TASK ITEM –
Reading the listing below, count the lines that contain the word "array" and give that count alone.

DATA TO USE –
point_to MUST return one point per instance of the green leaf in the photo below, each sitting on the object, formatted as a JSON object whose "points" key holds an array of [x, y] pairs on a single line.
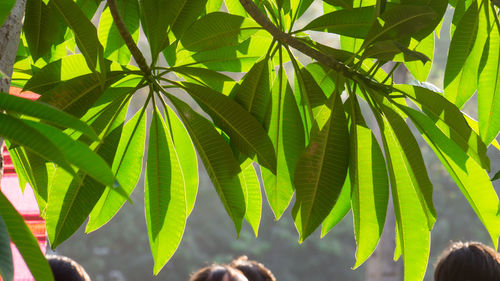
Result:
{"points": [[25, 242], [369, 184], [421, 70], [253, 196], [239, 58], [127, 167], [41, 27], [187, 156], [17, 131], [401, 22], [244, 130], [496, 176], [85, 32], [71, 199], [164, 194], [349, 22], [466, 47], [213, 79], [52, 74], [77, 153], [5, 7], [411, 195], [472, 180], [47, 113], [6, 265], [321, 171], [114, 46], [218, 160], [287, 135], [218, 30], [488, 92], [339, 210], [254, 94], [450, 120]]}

* * *

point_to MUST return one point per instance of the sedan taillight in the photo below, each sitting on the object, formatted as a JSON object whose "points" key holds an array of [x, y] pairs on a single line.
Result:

ANSWER TO THIS EXERCISE –
2